-- PAGE --
....................
PDFtoMD Progress

Current Status

Date: 2026-04-30.
Mode: Phase 1 implementation complete; ready for Phase 1 review or Phase 2 handoff.
Implementation status: Phase 0 and Phase 1 complete.
Custom agent creation: project-scoped read-only agents created after user approval.
Persistent multi-agent coordination files were approved by the user.

Completed

Read repository instructions and project documents:
- AGENTS.md
- docs/PRD.md
- docs/ARCHITECTURE.md
- docs/ADR.md
- docs/UI_GUIDE.md
Confirmed project direction:
- Windows-native local CLI/library engine first.
- Marker for document structure, reading order, tables, figures, headings, and captions.
- Nougat only for mathematical expressions/formulas.
- PyMuPDF for PDF analysis and chunk planning.
- Markdown chunk output plus image/table assets.
Recorded detailed conversion policy decisions in docs/CONVERSION_POLICY.md.
Strengthened project documentation with current research and decisions:
- AGENTS.md
- README.md
- docs/PRD.md
- docs/ARCHITECTURE.md
- docs/ADR.md
- docs/TOOLCHAIN.md
- docs/UI_GUIDE.md
Strengthened AGENTS.md multi-agent coordination rules so every new agent reads PLAN.md and PROGRESS.md first and can identify current goals, assigned scope, completed work, blockers, next work, and conflict risks.
....................
-- DATA EXCERPT --
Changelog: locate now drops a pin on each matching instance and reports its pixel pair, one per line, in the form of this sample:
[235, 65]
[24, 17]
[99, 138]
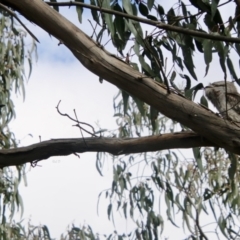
....................
-- GOAL 1 --
According to the PDFtoMD progress page, which tool is used only for mathematical expressions and formulas?
-- GOAL 2 --
From the PDFtoMD progress page, print the passage from "Mode: Phase 1" to "by the user.".

-- FULL ANSWER 1 --
Nougat

-- FULL ANSWER 2 --
Mode: Phase 1 implementation complete; ready for Phase 1 review or Phase 2 handoff.
Implementation status: Phase 0 and Phase 1 complete.
Custom agent creation: project-scoped read-only agents created after user approval.
Persistent multi-agent coordination files were approved by the user.